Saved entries
########
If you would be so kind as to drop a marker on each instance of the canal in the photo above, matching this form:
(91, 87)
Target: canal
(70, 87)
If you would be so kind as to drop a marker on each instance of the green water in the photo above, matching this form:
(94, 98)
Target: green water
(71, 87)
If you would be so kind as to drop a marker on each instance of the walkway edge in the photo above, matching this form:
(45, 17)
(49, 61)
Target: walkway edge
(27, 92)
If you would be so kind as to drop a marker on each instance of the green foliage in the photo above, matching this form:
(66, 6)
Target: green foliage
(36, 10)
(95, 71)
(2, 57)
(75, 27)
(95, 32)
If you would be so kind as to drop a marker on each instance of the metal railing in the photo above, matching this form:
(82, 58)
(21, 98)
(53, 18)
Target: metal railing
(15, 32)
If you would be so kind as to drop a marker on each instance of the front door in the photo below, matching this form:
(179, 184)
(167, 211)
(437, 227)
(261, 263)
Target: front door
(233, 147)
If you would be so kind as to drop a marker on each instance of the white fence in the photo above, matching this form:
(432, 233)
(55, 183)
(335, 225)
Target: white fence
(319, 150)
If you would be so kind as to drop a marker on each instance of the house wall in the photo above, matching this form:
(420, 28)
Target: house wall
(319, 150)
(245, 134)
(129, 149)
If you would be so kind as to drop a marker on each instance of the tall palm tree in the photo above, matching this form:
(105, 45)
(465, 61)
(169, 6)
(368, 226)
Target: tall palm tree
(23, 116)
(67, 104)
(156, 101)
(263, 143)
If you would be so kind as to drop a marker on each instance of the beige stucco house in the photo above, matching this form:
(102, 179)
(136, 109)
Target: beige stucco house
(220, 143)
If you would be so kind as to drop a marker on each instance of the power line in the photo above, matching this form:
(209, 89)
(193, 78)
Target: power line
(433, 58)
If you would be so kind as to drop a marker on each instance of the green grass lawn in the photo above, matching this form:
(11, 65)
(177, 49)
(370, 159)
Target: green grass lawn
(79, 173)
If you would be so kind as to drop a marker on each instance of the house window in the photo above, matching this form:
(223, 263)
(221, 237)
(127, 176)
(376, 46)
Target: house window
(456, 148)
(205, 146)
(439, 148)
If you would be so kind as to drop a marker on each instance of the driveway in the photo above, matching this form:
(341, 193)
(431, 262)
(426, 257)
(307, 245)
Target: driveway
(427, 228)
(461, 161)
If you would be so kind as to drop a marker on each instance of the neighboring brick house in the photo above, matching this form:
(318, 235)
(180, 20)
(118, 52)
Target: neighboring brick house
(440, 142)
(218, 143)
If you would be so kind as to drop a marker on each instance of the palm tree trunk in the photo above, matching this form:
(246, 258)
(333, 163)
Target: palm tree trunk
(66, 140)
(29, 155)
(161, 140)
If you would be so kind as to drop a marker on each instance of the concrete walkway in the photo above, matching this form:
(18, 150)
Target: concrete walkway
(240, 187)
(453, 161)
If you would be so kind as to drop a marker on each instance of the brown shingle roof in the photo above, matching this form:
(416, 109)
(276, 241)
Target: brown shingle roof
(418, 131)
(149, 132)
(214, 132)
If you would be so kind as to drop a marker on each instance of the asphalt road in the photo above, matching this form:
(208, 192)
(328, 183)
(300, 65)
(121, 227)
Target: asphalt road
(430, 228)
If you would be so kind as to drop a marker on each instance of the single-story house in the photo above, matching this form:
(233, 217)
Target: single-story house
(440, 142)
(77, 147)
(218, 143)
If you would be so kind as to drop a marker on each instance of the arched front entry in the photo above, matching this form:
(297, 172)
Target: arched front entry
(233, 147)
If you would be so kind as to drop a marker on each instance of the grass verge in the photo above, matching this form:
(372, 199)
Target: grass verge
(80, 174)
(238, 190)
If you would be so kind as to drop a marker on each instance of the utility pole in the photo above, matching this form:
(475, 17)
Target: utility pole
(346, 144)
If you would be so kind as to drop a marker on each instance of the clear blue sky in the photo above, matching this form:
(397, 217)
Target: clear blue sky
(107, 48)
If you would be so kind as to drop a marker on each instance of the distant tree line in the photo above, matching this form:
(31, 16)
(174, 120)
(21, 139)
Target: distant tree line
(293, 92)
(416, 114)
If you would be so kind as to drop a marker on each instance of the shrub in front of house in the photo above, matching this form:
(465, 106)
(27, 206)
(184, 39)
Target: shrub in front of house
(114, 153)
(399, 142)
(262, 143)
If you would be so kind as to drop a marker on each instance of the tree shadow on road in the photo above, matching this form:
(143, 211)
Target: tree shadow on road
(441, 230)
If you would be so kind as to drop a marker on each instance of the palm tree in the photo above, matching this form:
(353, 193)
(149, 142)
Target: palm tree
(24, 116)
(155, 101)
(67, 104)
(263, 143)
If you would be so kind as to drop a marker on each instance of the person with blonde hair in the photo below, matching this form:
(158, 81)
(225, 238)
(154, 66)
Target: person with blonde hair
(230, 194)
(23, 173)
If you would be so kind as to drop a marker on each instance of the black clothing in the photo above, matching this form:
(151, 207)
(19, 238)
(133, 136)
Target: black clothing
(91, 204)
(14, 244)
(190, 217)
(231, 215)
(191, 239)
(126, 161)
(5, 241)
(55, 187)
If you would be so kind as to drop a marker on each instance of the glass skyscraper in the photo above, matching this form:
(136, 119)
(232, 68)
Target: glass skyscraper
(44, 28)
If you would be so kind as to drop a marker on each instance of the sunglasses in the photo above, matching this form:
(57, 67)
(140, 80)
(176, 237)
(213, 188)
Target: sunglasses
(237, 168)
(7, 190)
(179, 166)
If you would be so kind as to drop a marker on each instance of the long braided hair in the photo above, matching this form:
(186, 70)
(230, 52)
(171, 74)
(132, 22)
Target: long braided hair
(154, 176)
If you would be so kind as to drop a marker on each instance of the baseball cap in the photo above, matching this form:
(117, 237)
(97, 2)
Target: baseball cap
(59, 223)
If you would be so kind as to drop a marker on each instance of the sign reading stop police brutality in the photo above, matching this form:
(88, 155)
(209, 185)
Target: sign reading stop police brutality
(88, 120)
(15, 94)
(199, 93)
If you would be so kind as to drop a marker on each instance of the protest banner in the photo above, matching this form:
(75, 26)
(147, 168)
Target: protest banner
########
### WHAT YOU ARE ASKED TO DO
In the data above, which lines lie between the line with "Target: tree shadow on road" and the line with "of the glass", inclusive? Print those lines exactly and nothing else.

### ANSWER TO THIS TASK
Target: tree shadow on road
(441, 230)
If you would be so kind as to drop a marker on each instance of the palm tree in the photo above, matching this form:
(353, 193)
(149, 142)
Target: palm tree
(24, 116)
(155, 101)
(67, 104)
(263, 143)
If you would be so kind as to drop a marker on each instance of the person with blonde hair in the photo below, matching this form:
(158, 81)
(225, 238)
(154, 66)
Target: person with blonde hair
(230, 194)
(23, 173)
If you would be so kind as to drop a marker on each instance of the black clothing in the photo above, matching this form:
(151, 207)
(19, 238)
(133, 136)
Target: black clothing
(91, 204)
(14, 244)
(190, 217)
(231, 215)
(191, 239)
(126, 161)
(5, 241)
(55, 187)
If you would be so kind as to drop a marker on each instance of the glass skyscraper in the photo above, matching this form:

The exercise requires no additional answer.